> _What to work on_:
**A.** In the splitter documentation, which module contains TimeBasedCVSplitter?
**B.** List every requirement that the splitter documentation says scikit-learn CV splitters must meet.
**C.** Extend the splitter documentation past its final sentence.

Skip to content

Scikit-learn component 🚀

scikit-learn CV Splitters require a splitter to behave in a certain way:

  • .split(...) method should have the following signature: .split(self, X, y, groups).
  • .split(...) method should return train and test indices of the split.
  • know the total number of splits a priori, independently of X, y, groups arrays.

Therefore, our TimeBasedSplit is not compatible with scikit-learn.

TimeBasedCVSplitter

Considering the above requirements, we provide a scikit-learn compatible splitter: TimeBasedCVSplitter in the sklearn module.

from timebasedcv.sklearn import TimeBasedCVSplitter

To be scikit-learn compatible, TimeBasedCVSplitter is initialized with the same parameters of TimeBasedSplit and the time_series containing the time information used to generate the train and test indices of each split.

From a point of view, TimeBasedCVSplitter has all the features that TimeBasedSplit has, plus the compatibility with scikit-learn.

This comes to the cost of requiring to know time_series beforehand, during .__init__() step. Therefore it is not possible to instantiate the split class once and re-use it with different time series dynamically.

Example

In the following example we will see how to use it with a Ridge model and RandomizedSearchCV to find the best parameters for the model.

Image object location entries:

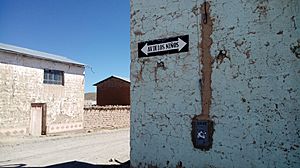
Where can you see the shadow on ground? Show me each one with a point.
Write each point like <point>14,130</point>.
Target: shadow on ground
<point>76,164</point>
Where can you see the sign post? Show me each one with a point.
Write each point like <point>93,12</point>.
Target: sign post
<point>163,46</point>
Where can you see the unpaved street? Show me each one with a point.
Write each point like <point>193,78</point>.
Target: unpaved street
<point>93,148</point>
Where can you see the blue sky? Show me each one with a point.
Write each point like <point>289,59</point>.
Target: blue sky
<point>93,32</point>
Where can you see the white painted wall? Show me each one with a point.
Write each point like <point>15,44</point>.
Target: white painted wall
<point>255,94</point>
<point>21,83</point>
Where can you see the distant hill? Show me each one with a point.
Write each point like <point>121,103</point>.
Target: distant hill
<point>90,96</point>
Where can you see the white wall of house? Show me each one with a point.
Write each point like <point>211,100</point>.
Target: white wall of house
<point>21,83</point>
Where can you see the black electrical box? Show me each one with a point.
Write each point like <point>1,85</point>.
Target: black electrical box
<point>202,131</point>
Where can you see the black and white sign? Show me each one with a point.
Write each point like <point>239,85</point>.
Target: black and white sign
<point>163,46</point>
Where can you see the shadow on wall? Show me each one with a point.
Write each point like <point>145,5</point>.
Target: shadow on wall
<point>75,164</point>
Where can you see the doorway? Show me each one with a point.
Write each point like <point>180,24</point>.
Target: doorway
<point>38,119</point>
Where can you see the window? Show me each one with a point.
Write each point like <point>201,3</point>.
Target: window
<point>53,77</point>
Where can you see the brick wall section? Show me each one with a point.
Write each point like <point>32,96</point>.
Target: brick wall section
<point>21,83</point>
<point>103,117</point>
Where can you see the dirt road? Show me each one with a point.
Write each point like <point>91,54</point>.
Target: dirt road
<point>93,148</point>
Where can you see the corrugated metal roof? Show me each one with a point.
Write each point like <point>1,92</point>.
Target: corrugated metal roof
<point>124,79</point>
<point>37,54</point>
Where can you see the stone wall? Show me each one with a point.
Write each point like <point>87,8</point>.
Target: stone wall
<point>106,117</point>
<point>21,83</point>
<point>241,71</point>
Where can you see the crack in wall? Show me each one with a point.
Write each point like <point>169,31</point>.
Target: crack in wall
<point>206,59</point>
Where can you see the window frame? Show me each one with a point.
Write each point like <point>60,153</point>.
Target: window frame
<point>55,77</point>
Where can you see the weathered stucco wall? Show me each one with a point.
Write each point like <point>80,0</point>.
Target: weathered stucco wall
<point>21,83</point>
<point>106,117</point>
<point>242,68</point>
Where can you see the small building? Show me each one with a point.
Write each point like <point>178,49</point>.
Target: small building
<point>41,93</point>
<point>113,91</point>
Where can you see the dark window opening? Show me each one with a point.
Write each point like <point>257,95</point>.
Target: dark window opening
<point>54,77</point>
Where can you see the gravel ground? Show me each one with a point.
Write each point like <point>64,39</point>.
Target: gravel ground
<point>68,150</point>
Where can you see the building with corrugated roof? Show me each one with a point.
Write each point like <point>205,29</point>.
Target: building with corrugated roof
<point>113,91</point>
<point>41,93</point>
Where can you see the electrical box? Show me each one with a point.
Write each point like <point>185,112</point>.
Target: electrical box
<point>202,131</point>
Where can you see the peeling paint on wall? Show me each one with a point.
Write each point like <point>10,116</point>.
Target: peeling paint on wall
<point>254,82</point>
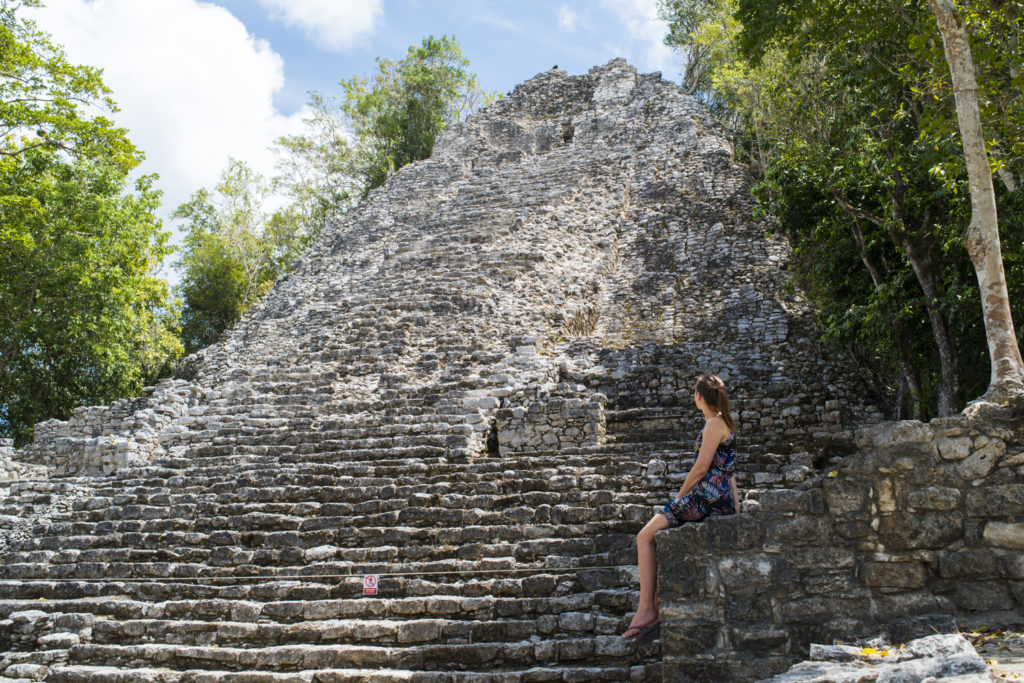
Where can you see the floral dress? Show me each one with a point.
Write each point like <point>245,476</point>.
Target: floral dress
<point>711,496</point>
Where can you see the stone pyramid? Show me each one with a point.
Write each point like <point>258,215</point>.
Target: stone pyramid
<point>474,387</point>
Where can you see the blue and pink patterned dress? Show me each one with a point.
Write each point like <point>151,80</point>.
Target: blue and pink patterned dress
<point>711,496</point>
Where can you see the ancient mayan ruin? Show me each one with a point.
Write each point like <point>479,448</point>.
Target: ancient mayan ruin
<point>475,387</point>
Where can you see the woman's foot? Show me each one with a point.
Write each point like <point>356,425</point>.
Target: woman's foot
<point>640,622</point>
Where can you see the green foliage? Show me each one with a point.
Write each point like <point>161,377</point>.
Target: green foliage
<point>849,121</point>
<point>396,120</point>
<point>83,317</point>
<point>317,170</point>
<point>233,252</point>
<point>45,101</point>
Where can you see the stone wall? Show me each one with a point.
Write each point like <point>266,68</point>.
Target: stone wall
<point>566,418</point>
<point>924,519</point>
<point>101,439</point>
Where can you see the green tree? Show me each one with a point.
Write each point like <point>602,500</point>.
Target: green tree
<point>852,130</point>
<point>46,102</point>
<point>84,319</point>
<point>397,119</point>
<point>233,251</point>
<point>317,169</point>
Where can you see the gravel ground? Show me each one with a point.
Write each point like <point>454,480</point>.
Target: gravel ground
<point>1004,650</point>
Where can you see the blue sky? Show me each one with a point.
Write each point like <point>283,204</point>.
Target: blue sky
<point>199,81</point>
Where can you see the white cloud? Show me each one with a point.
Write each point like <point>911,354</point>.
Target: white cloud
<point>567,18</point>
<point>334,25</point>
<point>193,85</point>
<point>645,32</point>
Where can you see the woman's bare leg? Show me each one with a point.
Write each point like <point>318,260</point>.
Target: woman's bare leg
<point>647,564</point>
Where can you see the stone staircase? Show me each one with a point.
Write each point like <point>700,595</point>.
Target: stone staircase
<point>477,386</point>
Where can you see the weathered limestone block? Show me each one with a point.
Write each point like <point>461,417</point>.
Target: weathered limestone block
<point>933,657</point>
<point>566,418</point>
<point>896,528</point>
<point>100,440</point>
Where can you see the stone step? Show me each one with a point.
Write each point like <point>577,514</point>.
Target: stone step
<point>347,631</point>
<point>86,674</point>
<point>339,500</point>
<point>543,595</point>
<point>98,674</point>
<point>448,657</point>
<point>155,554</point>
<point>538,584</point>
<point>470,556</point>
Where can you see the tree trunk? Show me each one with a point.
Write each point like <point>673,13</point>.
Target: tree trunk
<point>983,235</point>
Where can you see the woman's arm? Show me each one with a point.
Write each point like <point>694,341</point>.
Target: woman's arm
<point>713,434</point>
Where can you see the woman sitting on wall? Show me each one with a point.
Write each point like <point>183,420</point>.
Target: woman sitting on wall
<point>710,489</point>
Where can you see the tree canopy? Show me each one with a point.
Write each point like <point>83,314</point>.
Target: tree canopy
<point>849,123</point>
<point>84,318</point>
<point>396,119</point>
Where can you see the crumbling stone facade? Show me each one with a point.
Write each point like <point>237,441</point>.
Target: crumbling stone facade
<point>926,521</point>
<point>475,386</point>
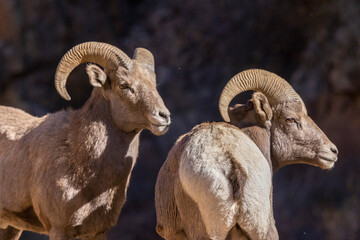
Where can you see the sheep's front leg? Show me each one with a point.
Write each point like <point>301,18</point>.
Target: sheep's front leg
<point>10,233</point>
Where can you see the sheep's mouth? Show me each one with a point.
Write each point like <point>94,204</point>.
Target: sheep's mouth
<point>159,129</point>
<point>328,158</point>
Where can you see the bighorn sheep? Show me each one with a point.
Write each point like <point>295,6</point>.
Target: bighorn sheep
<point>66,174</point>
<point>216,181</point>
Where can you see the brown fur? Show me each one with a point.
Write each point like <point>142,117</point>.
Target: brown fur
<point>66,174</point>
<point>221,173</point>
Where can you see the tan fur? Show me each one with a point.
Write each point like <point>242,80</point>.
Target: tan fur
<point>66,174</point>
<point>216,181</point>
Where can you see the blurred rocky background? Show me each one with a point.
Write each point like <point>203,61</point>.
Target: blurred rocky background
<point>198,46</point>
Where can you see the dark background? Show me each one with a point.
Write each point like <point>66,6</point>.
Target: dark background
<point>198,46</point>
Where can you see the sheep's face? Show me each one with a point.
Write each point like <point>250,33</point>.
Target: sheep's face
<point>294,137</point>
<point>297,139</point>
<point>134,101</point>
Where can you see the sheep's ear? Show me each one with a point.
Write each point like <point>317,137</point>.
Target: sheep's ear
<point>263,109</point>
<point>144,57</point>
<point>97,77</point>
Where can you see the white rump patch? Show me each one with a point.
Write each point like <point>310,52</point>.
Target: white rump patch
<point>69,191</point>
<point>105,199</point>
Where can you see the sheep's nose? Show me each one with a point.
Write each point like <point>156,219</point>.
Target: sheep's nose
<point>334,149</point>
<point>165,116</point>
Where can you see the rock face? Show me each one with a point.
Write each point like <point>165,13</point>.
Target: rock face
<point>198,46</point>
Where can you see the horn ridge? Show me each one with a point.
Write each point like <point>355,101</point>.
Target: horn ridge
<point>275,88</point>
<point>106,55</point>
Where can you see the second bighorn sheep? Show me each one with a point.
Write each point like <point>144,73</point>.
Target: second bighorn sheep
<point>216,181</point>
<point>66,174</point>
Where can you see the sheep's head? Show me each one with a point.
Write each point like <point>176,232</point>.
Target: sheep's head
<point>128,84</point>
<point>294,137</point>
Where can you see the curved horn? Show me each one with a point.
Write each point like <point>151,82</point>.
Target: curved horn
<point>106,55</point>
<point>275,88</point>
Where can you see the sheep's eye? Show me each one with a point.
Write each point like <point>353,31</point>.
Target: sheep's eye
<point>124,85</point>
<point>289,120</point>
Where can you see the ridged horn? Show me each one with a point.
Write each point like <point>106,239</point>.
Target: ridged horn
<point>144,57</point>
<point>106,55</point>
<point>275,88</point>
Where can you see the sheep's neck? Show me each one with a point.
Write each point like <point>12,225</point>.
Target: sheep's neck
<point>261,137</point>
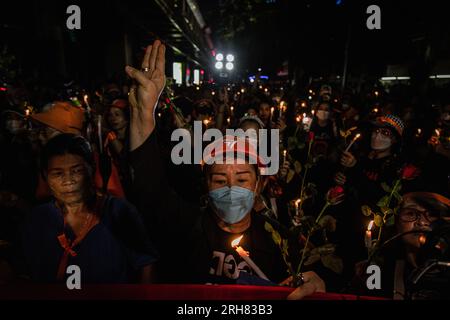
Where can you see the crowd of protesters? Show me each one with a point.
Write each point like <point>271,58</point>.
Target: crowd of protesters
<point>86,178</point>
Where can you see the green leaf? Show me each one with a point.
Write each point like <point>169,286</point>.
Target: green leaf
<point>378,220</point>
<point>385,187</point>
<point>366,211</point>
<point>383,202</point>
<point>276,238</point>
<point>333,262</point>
* * *
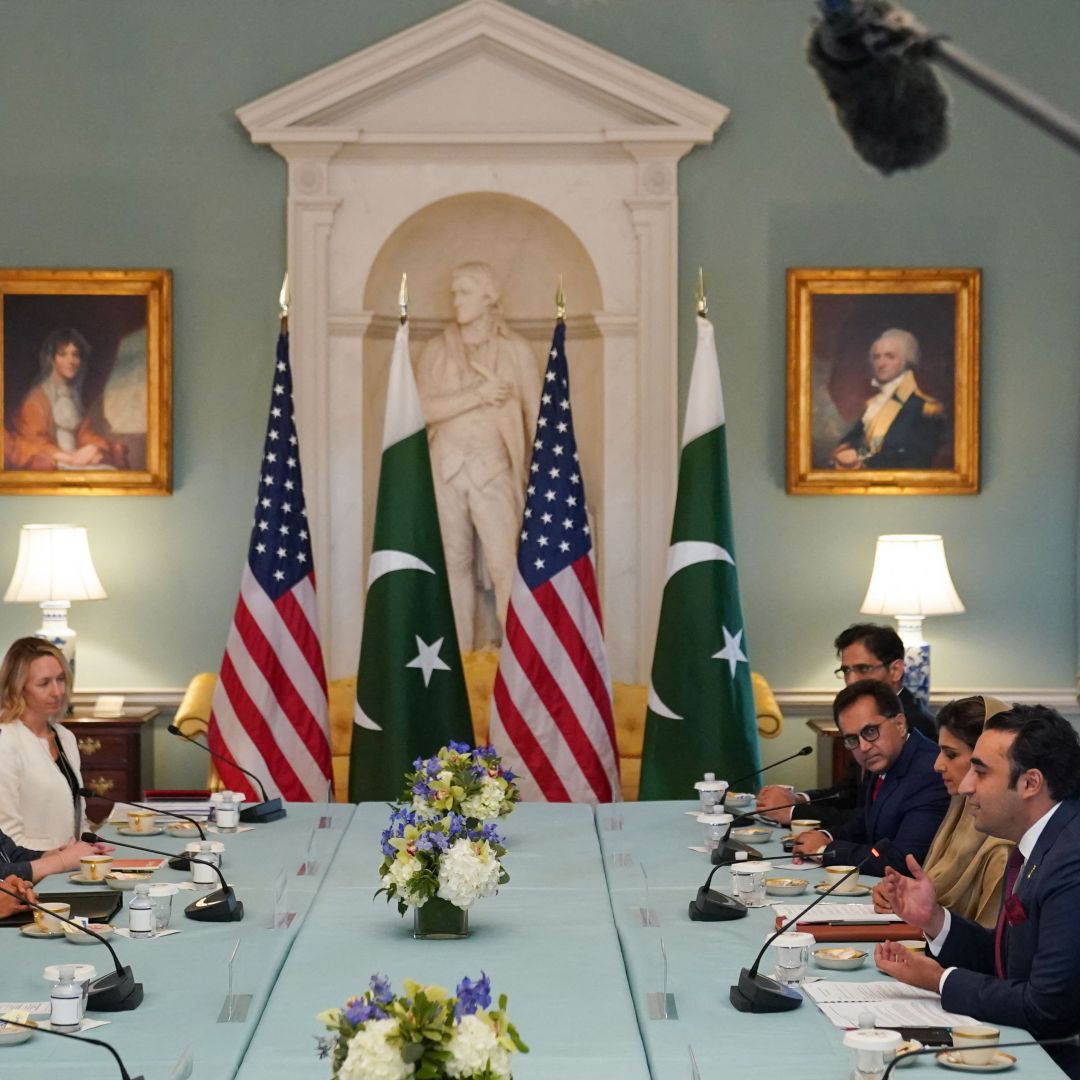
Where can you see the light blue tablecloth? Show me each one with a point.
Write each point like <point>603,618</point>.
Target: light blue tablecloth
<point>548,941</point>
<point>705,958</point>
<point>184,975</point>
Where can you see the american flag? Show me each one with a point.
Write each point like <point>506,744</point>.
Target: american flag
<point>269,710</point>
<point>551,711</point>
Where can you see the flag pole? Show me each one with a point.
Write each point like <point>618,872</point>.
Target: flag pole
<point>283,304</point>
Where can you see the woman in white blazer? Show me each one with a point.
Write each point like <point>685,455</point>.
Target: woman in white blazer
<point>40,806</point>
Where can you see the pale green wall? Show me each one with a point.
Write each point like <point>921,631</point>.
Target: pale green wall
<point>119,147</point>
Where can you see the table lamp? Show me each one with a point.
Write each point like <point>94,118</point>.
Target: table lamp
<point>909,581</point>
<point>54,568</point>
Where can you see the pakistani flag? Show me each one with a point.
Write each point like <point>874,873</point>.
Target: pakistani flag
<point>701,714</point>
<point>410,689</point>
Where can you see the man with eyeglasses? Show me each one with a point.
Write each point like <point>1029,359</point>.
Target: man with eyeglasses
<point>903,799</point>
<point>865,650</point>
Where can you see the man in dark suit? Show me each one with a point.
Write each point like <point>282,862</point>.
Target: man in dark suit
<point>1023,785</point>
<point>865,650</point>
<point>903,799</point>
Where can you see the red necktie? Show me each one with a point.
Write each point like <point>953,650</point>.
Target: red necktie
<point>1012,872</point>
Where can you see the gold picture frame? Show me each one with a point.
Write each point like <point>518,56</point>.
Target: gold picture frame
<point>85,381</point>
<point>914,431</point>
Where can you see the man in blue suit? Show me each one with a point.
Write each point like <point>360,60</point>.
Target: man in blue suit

> _Responses per task_:
**A.** The sklearn module (timebasedcv.sklearn).

**B.**
- The .split(...) method should have the signature .split(self, X, y, groups).
- The .split(...) method should return train and test indices of the split.
- The total number of splits must be known a priori, independently of the X, y, groups arrays.

**C.**
Imports
import numpy as np
import pandas as pd

from sklearn.linear_model import Ridge
from sklearn.model_selection import RandomizedSearchCV

from timebasedcv.sklearn import TimeBasedCVSplitter
Generate the data
RNG = np.random.default_rng(seed=42)

dates = pd.Series(pd.date_range("2023-01-01", "2023-01-31", freq="D"))
size = len(dates)

df = (pd.concat([
        pd.DataFrame({
            "time": pd.date_range(start, end, periods=_size, inclusive="left"),
            "a": RNG.normal(size=_size-1),
            "b": RNG.normal(size=_size-1),
        })
        for start, end, _size in zip(dates[:-1], dates[1:], RNG.integers(2, 24, size-1))
    ])
    .reset_index(drop=True)
    .assign(y=lambda t: t[["a", "b"]].sum(axis=1) + RNG.normal(size=t.shape[0])/25)
)

df.set_index("time").resample("D").agg(count=("y", np.size)).head(5)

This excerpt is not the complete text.